- Brief: Those lines of the data that hold the word "grain" are to be copied out.

- Provided records:
——

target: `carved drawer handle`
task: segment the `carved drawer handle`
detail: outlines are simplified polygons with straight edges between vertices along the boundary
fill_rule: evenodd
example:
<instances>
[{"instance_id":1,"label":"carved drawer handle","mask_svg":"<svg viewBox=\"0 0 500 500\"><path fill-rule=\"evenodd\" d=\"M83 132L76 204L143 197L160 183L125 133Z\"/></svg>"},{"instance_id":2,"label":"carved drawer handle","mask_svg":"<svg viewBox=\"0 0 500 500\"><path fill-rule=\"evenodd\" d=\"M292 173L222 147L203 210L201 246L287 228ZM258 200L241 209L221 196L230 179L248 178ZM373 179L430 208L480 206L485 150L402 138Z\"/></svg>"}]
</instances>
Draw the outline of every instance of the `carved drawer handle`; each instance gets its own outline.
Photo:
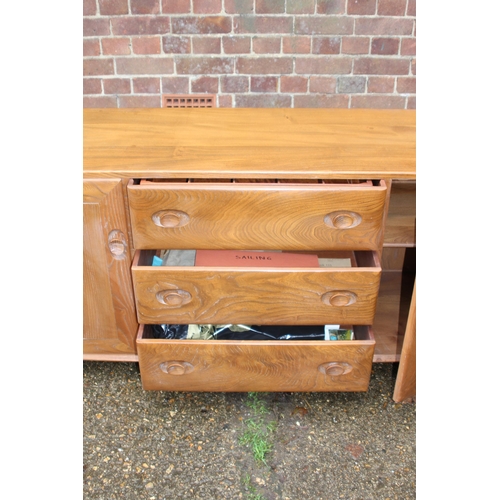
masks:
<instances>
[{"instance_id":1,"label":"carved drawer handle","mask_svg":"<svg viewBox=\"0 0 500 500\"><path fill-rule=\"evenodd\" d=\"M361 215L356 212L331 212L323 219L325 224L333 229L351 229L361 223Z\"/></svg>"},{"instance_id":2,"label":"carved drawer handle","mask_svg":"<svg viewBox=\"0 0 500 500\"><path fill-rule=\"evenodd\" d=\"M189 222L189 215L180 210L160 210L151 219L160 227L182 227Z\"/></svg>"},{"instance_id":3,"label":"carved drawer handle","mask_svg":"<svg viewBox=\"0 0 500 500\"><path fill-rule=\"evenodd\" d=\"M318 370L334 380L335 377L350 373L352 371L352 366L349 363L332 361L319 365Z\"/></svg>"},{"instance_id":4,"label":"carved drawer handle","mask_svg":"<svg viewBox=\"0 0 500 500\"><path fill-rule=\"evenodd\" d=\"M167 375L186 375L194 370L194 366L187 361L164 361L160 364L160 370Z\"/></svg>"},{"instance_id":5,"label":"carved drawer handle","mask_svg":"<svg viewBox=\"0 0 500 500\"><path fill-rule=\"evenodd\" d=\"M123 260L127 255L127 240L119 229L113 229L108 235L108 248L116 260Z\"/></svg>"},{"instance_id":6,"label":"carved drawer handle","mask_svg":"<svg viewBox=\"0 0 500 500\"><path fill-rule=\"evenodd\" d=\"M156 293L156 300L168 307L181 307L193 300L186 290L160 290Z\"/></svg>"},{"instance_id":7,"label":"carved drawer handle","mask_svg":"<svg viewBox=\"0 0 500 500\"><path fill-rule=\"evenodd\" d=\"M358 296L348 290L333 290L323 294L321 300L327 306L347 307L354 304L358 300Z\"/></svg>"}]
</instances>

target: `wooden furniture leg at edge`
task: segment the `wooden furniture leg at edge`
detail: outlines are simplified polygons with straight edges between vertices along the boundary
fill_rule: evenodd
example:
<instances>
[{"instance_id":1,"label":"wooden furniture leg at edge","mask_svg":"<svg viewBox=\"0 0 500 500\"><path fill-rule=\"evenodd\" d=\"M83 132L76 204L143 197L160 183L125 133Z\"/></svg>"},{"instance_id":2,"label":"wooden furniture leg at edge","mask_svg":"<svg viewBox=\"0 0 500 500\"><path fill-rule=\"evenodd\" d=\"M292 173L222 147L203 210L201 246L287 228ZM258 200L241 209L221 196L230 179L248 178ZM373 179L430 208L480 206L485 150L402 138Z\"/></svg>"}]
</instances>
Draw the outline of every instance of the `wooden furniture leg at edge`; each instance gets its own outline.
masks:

——

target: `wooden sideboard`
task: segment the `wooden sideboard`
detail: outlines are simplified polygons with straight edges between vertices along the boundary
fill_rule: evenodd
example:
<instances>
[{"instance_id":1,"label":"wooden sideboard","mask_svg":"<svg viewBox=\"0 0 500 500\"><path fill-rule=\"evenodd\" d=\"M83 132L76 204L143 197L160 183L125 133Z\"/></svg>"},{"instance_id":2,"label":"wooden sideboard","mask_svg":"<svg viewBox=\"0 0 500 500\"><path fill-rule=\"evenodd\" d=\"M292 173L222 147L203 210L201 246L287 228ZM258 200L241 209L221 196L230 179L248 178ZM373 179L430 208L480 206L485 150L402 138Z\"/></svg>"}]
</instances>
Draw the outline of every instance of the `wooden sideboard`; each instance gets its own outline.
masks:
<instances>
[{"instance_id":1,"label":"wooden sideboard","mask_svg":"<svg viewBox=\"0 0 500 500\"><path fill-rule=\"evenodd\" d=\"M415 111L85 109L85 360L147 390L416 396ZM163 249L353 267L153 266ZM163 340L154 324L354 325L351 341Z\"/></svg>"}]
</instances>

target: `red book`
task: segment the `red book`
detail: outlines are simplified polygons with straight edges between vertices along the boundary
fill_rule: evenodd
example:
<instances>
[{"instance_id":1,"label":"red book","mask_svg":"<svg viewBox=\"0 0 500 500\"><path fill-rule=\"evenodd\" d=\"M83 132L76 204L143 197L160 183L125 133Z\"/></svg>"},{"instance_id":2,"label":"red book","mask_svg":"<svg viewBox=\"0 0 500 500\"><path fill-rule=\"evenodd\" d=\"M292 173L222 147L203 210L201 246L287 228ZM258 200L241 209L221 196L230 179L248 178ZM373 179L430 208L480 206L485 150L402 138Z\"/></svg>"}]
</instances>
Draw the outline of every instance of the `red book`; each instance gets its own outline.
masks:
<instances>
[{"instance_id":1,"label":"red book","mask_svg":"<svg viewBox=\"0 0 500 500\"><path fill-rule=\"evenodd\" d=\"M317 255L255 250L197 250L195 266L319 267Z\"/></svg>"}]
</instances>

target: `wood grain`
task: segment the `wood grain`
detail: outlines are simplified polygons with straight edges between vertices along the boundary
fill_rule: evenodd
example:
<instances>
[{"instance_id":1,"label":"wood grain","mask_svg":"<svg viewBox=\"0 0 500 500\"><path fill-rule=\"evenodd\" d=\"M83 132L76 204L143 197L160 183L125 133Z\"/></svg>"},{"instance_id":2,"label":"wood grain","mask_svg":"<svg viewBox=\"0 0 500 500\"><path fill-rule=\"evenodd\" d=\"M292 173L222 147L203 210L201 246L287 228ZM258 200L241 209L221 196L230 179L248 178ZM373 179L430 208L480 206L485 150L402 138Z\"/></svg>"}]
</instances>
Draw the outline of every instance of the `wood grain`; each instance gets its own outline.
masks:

——

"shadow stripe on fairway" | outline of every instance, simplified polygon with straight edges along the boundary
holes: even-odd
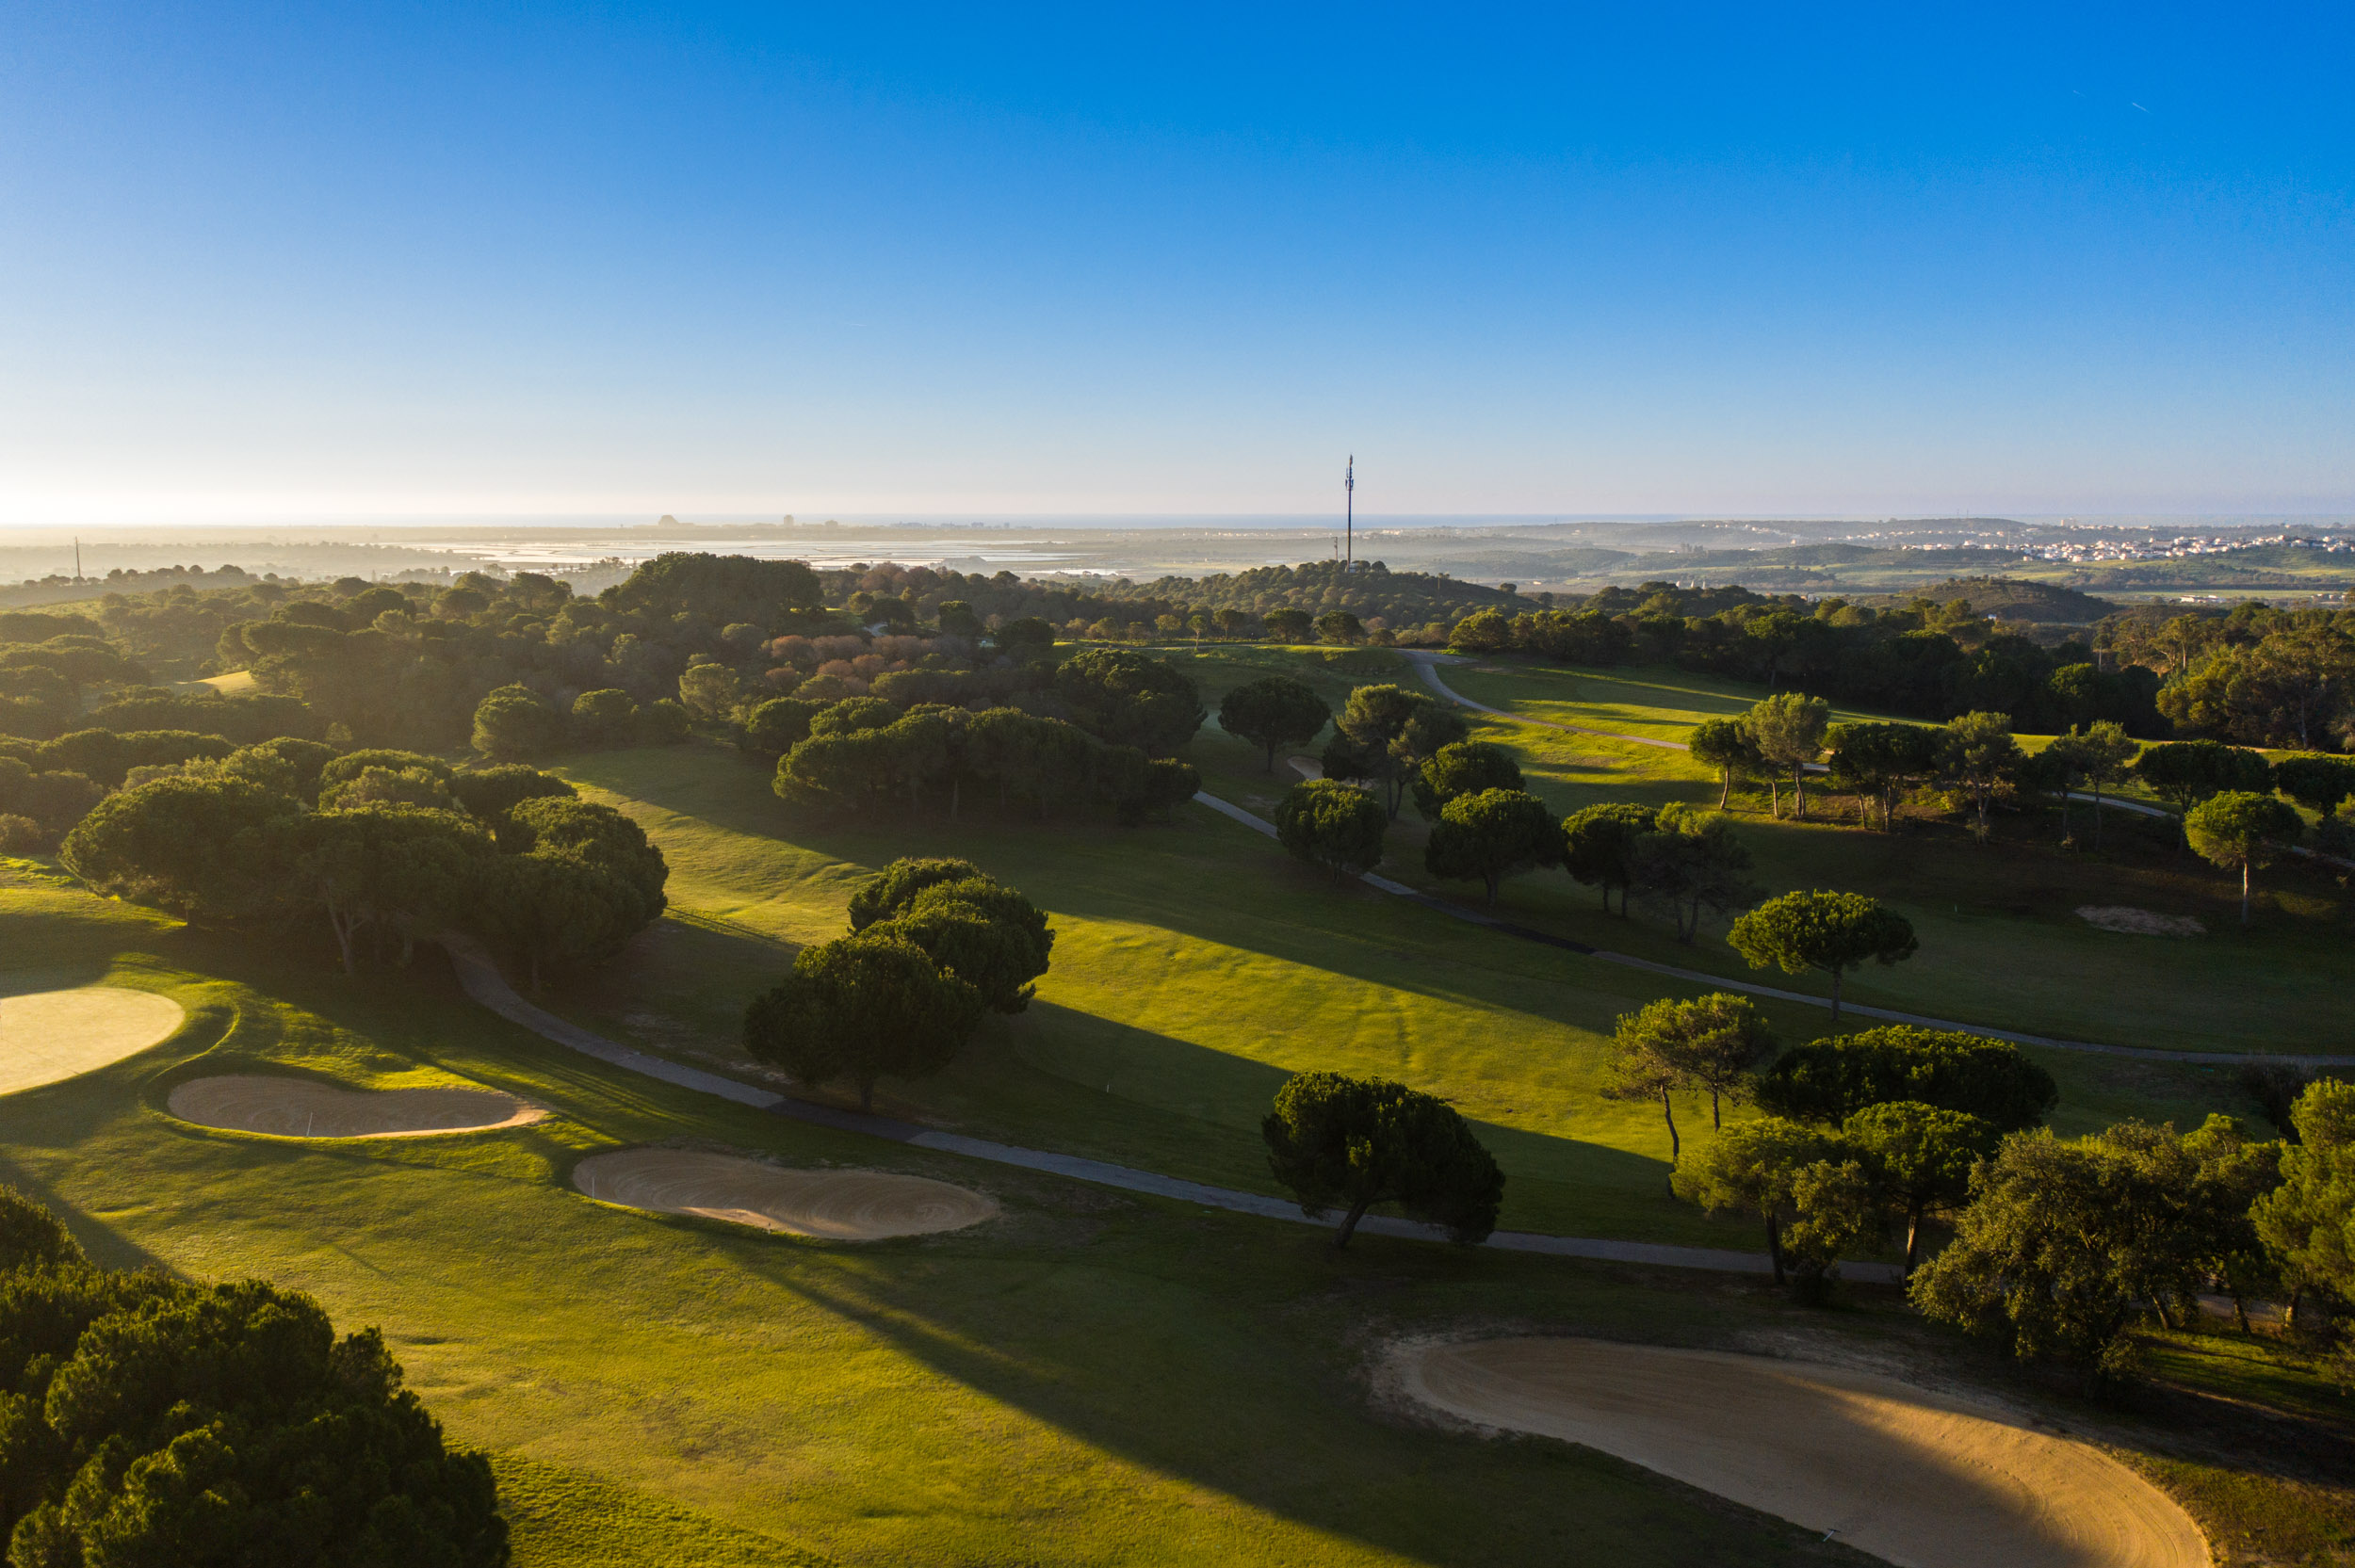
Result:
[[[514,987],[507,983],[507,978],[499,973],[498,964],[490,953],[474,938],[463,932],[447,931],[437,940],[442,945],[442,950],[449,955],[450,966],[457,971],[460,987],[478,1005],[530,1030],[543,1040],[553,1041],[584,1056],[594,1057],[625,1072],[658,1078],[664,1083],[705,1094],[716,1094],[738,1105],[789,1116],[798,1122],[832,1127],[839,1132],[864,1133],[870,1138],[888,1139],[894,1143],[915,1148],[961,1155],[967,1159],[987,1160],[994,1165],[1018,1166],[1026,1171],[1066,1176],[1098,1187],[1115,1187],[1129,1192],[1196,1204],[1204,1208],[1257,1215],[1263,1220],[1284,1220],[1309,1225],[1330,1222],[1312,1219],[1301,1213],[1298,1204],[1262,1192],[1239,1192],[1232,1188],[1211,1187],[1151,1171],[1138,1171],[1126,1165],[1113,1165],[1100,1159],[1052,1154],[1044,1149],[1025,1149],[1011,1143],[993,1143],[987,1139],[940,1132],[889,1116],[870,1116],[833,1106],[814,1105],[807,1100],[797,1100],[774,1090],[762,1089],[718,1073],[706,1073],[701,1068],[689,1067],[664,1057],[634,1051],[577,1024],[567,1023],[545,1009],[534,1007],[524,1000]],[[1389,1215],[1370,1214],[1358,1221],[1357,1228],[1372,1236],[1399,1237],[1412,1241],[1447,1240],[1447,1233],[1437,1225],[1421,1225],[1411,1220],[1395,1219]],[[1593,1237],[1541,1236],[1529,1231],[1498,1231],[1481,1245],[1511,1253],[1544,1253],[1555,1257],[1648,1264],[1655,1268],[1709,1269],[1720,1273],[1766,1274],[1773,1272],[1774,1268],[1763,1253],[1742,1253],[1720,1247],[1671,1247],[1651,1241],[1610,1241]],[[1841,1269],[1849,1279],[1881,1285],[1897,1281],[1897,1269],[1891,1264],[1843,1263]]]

——

- Your solution:
target: `wood grain`
task: segment the `wood grain`
[{"instance_id":1,"label":"wood grain","mask_svg":"<svg viewBox=\"0 0 500 500\"><path fill-rule=\"evenodd\" d=\"M83 132L76 204L143 197L160 183L125 133Z\"/></svg>"},{"instance_id":2,"label":"wood grain","mask_svg":"<svg viewBox=\"0 0 500 500\"><path fill-rule=\"evenodd\" d=\"M292 173L222 147L203 210L201 246L287 228ZM258 200L241 209L221 196L230 179L248 178ZM373 179L430 208L480 206L485 150L402 138Z\"/></svg>"}]
Draw the outline of every instance of the `wood grain`; each instance gets its own outline.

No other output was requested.